Saved data entries
+---+
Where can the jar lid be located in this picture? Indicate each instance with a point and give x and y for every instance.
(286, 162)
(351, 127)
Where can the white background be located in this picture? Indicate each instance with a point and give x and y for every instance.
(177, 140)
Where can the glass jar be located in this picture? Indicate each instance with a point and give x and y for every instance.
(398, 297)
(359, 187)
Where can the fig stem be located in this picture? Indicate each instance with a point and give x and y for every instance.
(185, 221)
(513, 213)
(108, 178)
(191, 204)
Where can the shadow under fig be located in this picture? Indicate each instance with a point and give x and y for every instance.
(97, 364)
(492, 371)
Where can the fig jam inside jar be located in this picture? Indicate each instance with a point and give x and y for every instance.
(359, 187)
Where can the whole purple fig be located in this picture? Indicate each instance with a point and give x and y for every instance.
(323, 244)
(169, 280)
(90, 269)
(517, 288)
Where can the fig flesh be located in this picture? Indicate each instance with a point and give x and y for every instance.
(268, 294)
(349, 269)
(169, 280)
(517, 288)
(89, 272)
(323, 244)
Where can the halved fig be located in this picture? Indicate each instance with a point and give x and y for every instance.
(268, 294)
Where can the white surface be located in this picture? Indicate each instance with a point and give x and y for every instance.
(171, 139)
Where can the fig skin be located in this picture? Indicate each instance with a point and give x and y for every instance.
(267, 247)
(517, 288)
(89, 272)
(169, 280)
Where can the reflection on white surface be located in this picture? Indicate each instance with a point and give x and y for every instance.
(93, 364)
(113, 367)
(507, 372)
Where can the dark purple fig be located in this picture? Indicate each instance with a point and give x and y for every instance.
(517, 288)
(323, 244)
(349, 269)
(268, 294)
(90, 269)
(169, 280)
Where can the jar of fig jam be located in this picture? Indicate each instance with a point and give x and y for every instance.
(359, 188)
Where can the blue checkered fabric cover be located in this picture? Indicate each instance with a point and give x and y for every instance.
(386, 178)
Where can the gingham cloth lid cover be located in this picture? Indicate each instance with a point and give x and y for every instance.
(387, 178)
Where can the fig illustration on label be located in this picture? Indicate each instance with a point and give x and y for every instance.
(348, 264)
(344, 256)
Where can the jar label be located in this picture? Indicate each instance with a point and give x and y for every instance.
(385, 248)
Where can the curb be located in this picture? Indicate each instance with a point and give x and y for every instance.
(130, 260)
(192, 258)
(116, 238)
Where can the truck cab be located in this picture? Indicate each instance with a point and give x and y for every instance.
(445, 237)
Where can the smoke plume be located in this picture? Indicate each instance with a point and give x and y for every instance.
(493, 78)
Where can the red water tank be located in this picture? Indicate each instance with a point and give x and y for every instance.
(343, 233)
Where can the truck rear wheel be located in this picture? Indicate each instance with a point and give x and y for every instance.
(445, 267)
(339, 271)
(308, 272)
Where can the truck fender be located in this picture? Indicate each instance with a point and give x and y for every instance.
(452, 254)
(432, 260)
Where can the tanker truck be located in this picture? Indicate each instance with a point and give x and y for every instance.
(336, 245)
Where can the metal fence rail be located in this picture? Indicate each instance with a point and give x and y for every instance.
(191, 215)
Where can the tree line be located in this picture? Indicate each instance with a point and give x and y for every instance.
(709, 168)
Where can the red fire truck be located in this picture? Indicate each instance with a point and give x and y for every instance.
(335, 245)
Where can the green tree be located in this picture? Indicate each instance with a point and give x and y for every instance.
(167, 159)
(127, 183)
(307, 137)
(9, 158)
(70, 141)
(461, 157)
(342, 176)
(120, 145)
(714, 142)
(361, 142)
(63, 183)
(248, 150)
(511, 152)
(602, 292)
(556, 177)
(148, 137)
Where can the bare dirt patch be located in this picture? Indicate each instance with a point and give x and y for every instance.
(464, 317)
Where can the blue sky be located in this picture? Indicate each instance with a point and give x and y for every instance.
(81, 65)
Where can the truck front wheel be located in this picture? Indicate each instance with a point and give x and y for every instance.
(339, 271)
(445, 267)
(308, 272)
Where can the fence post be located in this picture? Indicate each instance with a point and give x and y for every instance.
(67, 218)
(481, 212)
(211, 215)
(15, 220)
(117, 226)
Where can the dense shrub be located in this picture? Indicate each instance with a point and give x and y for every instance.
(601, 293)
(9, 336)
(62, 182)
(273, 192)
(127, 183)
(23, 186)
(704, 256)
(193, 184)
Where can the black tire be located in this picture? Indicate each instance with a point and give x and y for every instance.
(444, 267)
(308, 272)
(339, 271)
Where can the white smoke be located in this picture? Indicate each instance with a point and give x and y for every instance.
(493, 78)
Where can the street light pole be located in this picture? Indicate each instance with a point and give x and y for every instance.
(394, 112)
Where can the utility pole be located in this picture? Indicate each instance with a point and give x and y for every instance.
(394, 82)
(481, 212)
+---+
- EXERCISE
A verbatim copy of all the records is required. Write it out in full.

- YOUR RESPONSE
Where can the jar lid be located in this picture? Indicate each instance with a point and give x and y for every instance.
(286, 162)
(351, 127)
Where can the white background be located in this picture? Indicate each instance with a point and give x and y for every instance.
(177, 140)
Where can the glass jar be located in this picture? Indicate each instance with a point and give x and y for every instance.
(398, 297)
(359, 187)
Where can the fig stem be located in this picture? Indicate each instance with a point and give x and y for every instance.
(185, 221)
(513, 213)
(108, 178)
(191, 204)
Where can the shadow under fig be located in this picture? Indicate each instance with a point and give x and y for every instance.
(97, 364)
(492, 371)
Where can the fig jam inside jar be located in this picture? Indicate each instance with a point and give x and y for every instance.
(359, 187)
Where can the whole purple fig be located in this picture? Indicate each instance with a point and give x and y for every instance.
(323, 244)
(169, 280)
(90, 269)
(517, 288)
Where can the fig flesh be located in this picture? Indicate each instance with a point and give x and y for every instance.
(268, 294)
(349, 269)
(169, 280)
(517, 288)
(89, 272)
(323, 244)
Where can the halved fig be located in this picture? Indicate each instance with a point and give x and y for every instance.
(268, 294)
Where can the white surface be located in this picture? Indicate each instance with a point and give x and y for every instance.
(171, 139)
Where can the fig skin be located in this picture? Indicate each instance with a point and give x and y for every instance.
(267, 247)
(517, 288)
(89, 272)
(169, 280)
Where can the reflection on white surface be located in this picture? Indicate each instance with a point and give x and y for every instance.
(93, 364)
(113, 367)
(507, 372)
Where can the dark purple fig be located in this picture? Indicate each instance with a point and give x and y for every instance.
(517, 288)
(323, 244)
(349, 269)
(268, 294)
(90, 269)
(169, 280)
Where can the jar of fig jam be located in this picture? Indicate each instance with a point and give x and y for every instance.
(359, 188)
Where can the blue checkered fabric cover be located in this picture? Indicate each instance with a point and give x and y for every instance.
(386, 178)
Where can the gingham cloth lid cover be located in this picture? Indicate each instance with a point and give x and y for every instance.
(387, 178)
Where can the fig illustration on label be located in this picture? Indicate each instance with a point and give x and y for every instance.
(348, 264)
(344, 256)
Where can the jar label be located in this picture? Indicate each instance with a point and give x and y for every instance.
(385, 248)
Where can the curb be located in this picture? Indicate each instance with a point and give x and y for every instance.
(130, 260)
(192, 258)
(116, 238)
Where can the truck cab be located in this picture? Indicate each instance with a point and give x and y for every instance.
(445, 237)
Where can the smoke plume be located in this picture? Indicate each instance with a point and give x and y for every instance.
(493, 78)
Where can the red water tank be located in this picture? Indicate each instance with a point and give x and y for every instance.
(343, 233)
Where can the truck rear wheel be located in this picture? Indicate each instance with a point and give x and y for every instance.
(445, 267)
(339, 271)
(308, 272)
Where can the truck fender be located in this picture? Indicate each instance with a point and give x and y for every instance.
(452, 254)
(432, 260)
Where can the tanker truck be located in this picture? Indicate each instance with a point and give x and y for every instance.
(336, 245)
Where can the metal fence rail be located in this picture? Indicate each instance with a point and give x and y for every instance.
(191, 215)
Where can the tree line be located in this picture? Indicate each instance with a point and give x and y for every instance.
(709, 168)
Where can the red fire truck be located in this picture? Indicate each instance with a point and give x and y for every instance.
(335, 245)
Where can the green tree be located in this picture? Indicate each instance with a point and give x and y for every instance.
(167, 159)
(127, 183)
(307, 137)
(9, 158)
(70, 141)
(461, 157)
(342, 176)
(120, 145)
(714, 142)
(361, 142)
(63, 183)
(248, 150)
(511, 152)
(602, 292)
(556, 177)
(148, 137)
Where can the bare dirt patch be located in this picture? Indicate each instance with a point and give x and y for every instance.
(464, 317)
Where can the blue sky be located in this picture? Indicate each instance with a point and give x and y for every instance.
(81, 65)
Where can the truck front wheel be located in this picture? Indicate each instance with a point and give x and y for every instance.
(339, 271)
(445, 267)
(308, 272)
Where can the fence post be located in this picture? Indicate each instance with a point and give x and y for every instance.
(67, 218)
(481, 212)
(211, 215)
(15, 220)
(117, 226)
Where can the dense shrub be located in this picture? Indicate each instance with a point and give x and y for every instance.
(601, 293)
(9, 336)
(62, 182)
(273, 192)
(127, 183)
(23, 186)
(704, 256)
(193, 184)
Where can the black tire be located in this picture? Indicate each instance with a point and give x and y for every instance.
(444, 267)
(308, 272)
(339, 271)
Where can the white smoke be located in this picture? Indicate each instance with a point and give x and y for every instance.
(493, 78)
Where can the street light pole be located in this picture? Indicate each instance with a point and give x and y for every instance.
(394, 112)
Where can the utility pole be located in this picture? Indicate each instance with a point and give x and y for every instance.
(394, 82)
(481, 212)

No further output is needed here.